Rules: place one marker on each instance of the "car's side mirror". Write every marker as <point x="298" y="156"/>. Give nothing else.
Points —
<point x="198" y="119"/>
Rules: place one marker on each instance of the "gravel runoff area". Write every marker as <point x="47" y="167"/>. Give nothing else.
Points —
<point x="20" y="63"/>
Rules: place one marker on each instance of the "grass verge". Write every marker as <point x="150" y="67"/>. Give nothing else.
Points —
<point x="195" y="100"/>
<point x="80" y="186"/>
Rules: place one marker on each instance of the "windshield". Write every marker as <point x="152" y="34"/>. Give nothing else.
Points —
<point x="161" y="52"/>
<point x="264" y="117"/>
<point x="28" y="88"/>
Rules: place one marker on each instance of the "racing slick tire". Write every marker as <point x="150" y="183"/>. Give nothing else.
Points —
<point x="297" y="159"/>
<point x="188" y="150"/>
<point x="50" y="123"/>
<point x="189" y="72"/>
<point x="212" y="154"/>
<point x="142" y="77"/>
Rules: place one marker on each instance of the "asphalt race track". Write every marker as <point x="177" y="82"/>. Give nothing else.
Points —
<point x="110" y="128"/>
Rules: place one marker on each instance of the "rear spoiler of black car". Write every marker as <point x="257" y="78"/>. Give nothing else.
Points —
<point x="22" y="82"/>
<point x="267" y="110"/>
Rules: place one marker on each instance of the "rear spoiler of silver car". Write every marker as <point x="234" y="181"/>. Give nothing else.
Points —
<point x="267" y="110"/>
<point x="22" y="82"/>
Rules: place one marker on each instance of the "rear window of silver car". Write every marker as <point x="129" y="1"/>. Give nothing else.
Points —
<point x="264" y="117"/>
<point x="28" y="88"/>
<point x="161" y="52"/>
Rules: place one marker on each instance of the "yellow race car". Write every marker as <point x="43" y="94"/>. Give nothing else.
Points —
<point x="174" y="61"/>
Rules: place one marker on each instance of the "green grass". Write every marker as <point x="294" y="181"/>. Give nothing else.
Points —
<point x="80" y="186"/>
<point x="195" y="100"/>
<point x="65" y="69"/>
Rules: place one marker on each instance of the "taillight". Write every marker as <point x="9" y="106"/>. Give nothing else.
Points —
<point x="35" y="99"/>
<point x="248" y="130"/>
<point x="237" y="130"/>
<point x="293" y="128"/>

» What the task asks: Please restate the records in full, word for word.

» The completed task:
Rules: place one marker on each instance of the "car's side mirror". Write every marker as <point x="298" y="156"/>. Give nothing else.
Points —
<point x="198" y="119"/>
Rules: place one marker on each instance of the "gravel runoff area". Write every marker as <point x="47" y="167"/>. Give nothing else.
Points —
<point x="20" y="63"/>
Rules: place one marker on each instance of the "grass verge". Write every marker as <point x="150" y="67"/>. Give nothing else.
Points —
<point x="195" y="100"/>
<point x="80" y="186"/>
Rules: place one marker on each instance of the "windshield". Write every marker as <point x="152" y="34"/>. Give nothing else.
Points —
<point x="161" y="52"/>
<point x="264" y="117"/>
<point x="28" y="88"/>
Rules: place one marker on each instance of the "racing slick tire". Write every marker as <point x="150" y="183"/>. Give nothing else.
Points —
<point x="297" y="159"/>
<point x="188" y="150"/>
<point x="50" y="123"/>
<point x="189" y="72"/>
<point x="212" y="154"/>
<point x="142" y="77"/>
Rules: place one marker on each instance of the "asphalt race track". Write every marker as <point x="177" y="82"/>. Give nothing else.
Points —
<point x="110" y="128"/>
Rules: place one marker on each instance of the "rear spoiler of black car". Write every marker as <point x="257" y="78"/>. Give nothing else.
Points —
<point x="22" y="82"/>
<point x="267" y="110"/>
Rules: place one marker on each instance of the "rear spoiler of silver car". Write every marker as <point x="234" y="181"/>. Give nothing else.
Points —
<point x="267" y="110"/>
<point x="22" y="82"/>
Rules: place one marker on each instance of the "rear window of silver car". Write every marker as <point x="129" y="1"/>. Give nothing else.
Points —
<point x="264" y="117"/>
<point x="28" y="88"/>
<point x="161" y="52"/>
Rules: place one marker on each instance of the "yellow race car". Write every marker as <point x="43" y="94"/>. Give nothing else.
Points —
<point x="174" y="61"/>
Rules: place one marker on each instance of the "green grass". Write every marker as <point x="294" y="181"/>. Give nothing else.
Points —
<point x="80" y="186"/>
<point x="195" y="100"/>
<point x="65" y="69"/>
Rules: place one marker on each instance of the "taillight". Write every marker as <point x="9" y="106"/>. Give nothing else.
Points —
<point x="35" y="99"/>
<point x="248" y="130"/>
<point x="237" y="130"/>
<point x="293" y="128"/>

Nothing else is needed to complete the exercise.